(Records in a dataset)
______________________________

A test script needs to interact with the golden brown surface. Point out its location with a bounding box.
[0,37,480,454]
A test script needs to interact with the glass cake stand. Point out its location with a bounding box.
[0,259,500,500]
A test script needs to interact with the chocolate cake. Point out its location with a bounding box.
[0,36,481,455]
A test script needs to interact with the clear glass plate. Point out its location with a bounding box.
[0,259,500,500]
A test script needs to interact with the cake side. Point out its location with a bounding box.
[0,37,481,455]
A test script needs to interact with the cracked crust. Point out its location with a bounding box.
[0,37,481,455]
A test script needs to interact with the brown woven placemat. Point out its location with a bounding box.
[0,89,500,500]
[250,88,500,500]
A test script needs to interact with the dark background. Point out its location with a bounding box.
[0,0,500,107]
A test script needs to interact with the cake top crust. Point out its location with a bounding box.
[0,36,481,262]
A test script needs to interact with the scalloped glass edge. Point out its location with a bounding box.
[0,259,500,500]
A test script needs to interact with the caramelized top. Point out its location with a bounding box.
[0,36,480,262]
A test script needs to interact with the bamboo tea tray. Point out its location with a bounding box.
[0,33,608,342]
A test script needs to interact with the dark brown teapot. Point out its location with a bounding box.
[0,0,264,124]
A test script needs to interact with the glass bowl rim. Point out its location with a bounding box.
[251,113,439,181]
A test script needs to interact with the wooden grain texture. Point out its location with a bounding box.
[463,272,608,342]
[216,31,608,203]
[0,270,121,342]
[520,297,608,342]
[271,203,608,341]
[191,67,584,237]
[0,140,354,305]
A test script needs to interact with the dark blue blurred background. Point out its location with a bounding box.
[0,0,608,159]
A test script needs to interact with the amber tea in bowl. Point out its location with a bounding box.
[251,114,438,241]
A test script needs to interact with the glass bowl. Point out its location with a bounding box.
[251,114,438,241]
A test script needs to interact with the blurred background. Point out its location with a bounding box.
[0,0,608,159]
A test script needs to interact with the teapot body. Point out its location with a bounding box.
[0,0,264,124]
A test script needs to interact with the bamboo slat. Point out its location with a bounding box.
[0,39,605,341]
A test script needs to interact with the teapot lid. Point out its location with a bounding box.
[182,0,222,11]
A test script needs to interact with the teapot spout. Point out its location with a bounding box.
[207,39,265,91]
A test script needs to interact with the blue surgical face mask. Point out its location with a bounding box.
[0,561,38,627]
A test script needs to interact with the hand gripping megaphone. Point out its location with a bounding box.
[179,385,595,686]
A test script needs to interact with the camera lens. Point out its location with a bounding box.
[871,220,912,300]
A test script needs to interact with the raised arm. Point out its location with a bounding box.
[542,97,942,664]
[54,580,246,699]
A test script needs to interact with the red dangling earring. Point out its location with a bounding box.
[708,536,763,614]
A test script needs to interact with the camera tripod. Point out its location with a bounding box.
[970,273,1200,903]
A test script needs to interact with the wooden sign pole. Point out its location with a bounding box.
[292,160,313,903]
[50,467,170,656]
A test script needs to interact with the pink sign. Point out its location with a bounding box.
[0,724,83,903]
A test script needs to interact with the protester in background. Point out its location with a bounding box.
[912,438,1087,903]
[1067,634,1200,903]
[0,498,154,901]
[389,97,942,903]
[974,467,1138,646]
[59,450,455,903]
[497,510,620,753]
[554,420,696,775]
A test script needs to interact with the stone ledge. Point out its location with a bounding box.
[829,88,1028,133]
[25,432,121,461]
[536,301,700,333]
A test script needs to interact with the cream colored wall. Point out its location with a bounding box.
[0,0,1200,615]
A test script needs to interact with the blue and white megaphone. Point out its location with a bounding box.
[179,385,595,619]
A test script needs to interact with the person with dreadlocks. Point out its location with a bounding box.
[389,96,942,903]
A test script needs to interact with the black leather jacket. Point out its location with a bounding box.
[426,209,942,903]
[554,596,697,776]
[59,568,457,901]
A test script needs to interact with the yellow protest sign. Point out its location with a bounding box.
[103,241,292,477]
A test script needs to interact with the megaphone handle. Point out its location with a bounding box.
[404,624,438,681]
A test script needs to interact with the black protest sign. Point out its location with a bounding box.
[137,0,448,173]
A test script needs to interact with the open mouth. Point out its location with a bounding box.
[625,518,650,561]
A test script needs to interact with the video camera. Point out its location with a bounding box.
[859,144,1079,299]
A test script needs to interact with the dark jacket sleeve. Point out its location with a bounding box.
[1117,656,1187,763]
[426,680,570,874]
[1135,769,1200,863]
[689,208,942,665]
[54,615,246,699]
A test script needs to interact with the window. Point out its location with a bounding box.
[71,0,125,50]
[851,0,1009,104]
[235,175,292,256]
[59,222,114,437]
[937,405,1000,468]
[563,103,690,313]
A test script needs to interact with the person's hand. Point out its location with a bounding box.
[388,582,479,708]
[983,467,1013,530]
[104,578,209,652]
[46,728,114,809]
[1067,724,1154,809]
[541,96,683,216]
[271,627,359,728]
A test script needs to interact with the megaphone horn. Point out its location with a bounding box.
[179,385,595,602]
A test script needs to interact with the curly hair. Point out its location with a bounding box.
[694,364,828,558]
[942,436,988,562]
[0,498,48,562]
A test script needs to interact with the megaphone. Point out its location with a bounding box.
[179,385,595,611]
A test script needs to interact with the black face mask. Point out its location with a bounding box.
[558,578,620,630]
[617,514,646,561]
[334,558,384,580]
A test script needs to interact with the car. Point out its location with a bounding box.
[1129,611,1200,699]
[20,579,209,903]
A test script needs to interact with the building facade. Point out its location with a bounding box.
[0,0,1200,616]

______________________________

__Direction__: Copy the records above line for line, making no changes.

__Result for this exercise__:
A test script needs to interact with the golden brown surface. Point out its location with a bounding box.
[0,37,480,454]
A test script needs to interact with the glass cake stand. Point out its location with a bounding box.
[0,259,500,500]
A test script needs to interact with the chocolate cake. Point out its location with a bounding box.
[0,36,481,455]
A test script needs to interact with the clear glass plate. Point out its location with a bounding box.
[0,259,500,500]
A test script needs to interact with the cake side. Point out its location with a bounding box.
[0,37,481,455]
A test script needs to interact with the cracked crust. Point out its location with a bounding box.
[0,37,481,455]
A test script needs to interact with the brown woven placemat. Point out its location with a bounding box.
[0,89,500,500]
[250,88,500,500]
A test script needs to interact with the dark background. Point out its location with a bounding box.
[0,0,500,107]
A test script needs to interact with the cake top crust. Point out its location with a bounding box.
[0,36,481,262]
A test script needs to interact with the scalloped glass edge. Point out its location with a bounding box.
[0,259,500,500]
A test script needs to interact with the caramelized top. Point out its location with a bounding box.
[0,36,480,262]
A test script needs to interact with the bamboo tea tray. Point out its location with a bounding box.
[0,33,608,342]
A test script needs to interact with the dark brown teapot. Point out its location with a bounding box.
[0,0,264,124]
A test script needs to interact with the glass bowl rim. Point out its location with a bounding box.
[251,113,439,181]
A test script needs to interact with the wooden grain texture. Point out its location with a bounding box.
[463,272,608,342]
[216,31,608,203]
[0,270,121,342]
[520,297,608,342]
[271,203,608,341]
[191,67,584,237]
[0,140,354,305]
A test script needs to interact with the dark blue blurred background. Point out its location with a bounding box.
[0,0,608,159]
A test script needs to interact with the amber tea in bowl. Point out its location with a bounding box.
[251,114,438,241]
A test script needs to interact with the glass bowl. Point out its location with a bounding box.
[251,114,438,241]
A test script needs to interact with the blurred background. Point out its location with a bounding box.
[0,0,608,159]
A test script needs to interact with the teapot body. Point out its location with a bounding box.
[0,0,264,124]
A test script needs to interact with the bamboo slat. Point out its location with a bounding box.
[0,39,605,341]
A test script needs to interact with the teapot lid. Point out its location with a bounding box.
[182,0,222,11]
A test script needs to interact with the teapot spout. Point out its location with a bounding box.
[207,39,265,91]
A test script needs to interact with the blue surgical face mask. Point out its location with a bounding box.
[0,561,38,627]
A test script needs to interact with the hand gripping megaphone. Point out its location with a bounding box.
[179,385,595,686]
A test script needs to interact with the camera lens. Point out its location with a bounding box.
[871,220,912,300]
A test script needs to interact with the raised arm. Point out its location with a bounding box.
[542,97,942,664]
[54,580,246,699]
A test script needs to interact with the red dangling earring. Point out its location with a bounding box.
[708,536,763,614]
A test script needs to interact with the camera tripod. Point out its location with a bounding box.
[970,273,1200,903]
A test script needs to interact with the wooden sign pole. Point out its location with a bounding box.
[292,160,313,903]
[50,467,170,656]
A test script needs to interact with the pink sign. Point out its location with a bounding box.
[0,724,83,903]
A test script needs to interact with the protester in background. Point out its location with a bounding box.
[912,438,1087,903]
[1067,634,1200,903]
[0,498,154,901]
[389,97,942,903]
[974,467,1138,646]
[59,450,455,903]
[497,510,620,753]
[554,420,696,775]
A test script needs to interact with the stone ledge. Point out its location with a bounding box.
[829,88,1028,133]
[25,432,121,461]
[536,301,700,333]
A test script needs to interact with the cream colored wall. Point out its location with a bounding box.
[0,0,1200,615]
A test script needs to interact with the blue and white megaphone. Point out its location with a bounding box.
[179,385,595,619]
A test script needs to interact with the person with dreadlocks. Point out its location with a bounding box.
[389,96,942,903]
A test script needs to interact with the black leather jacket. Point out its location with a bounding box.
[426,209,942,903]
[554,596,697,776]
[59,568,457,901]
A test script needs to interact with the yellow protest sign. Point out its location with a bounding box.
[103,241,292,477]
A test script needs to interact with the megaphone handle. Point out its location with a bounding box.
[404,624,438,681]
A test script needs to interact with the black protest sign. Point out its location with a bounding box.
[137,0,448,173]
A test script needs to interact with the open mouth. Point out its location with a bounding box.
[625,518,650,561]
A test script needs to interact with the video camera. Point out its location with a bounding box.
[859,144,1079,299]
A test script needs to interact with the dark jacket sleeve. Point out its location with a bounding box.
[1117,656,1187,763]
[426,680,570,874]
[1135,769,1200,863]
[689,208,942,665]
[54,615,246,699]
A test script needs to interact with the window. Point out its location with a bounding box.
[71,0,125,50]
[851,0,1009,104]
[235,175,292,256]
[59,222,114,437]
[937,405,1000,468]
[563,103,690,313]
A test script needs to interact with the person's hand. Point out its location with a bounding box.
[388,582,479,708]
[983,467,1013,530]
[104,578,209,652]
[46,728,114,809]
[1067,724,1154,809]
[541,96,683,216]
[271,627,359,728]
A test script needs to interact with the megaphone horn. Point out its location with a bounding box.
[179,385,595,602]
A test script needs to interact with the curly hair. Point out its location with a bounding box.
[694,364,828,558]
[942,436,988,562]
[0,498,48,562]
A test script needs to interact with the megaphone. Point out its location with a bounding box.
[179,385,595,611]
A test script needs to interact with the black face mask. Point out its location with a bounding box.
[558,578,620,630]
[617,514,646,561]
[334,558,384,580]
A test script needs to interact with the car. Point out its location with a bounding box.
[1129,611,1200,699]
[20,579,209,903]
A test script needs to interact with the building facade. Point out its location with a bounding box.
[0,0,1200,616]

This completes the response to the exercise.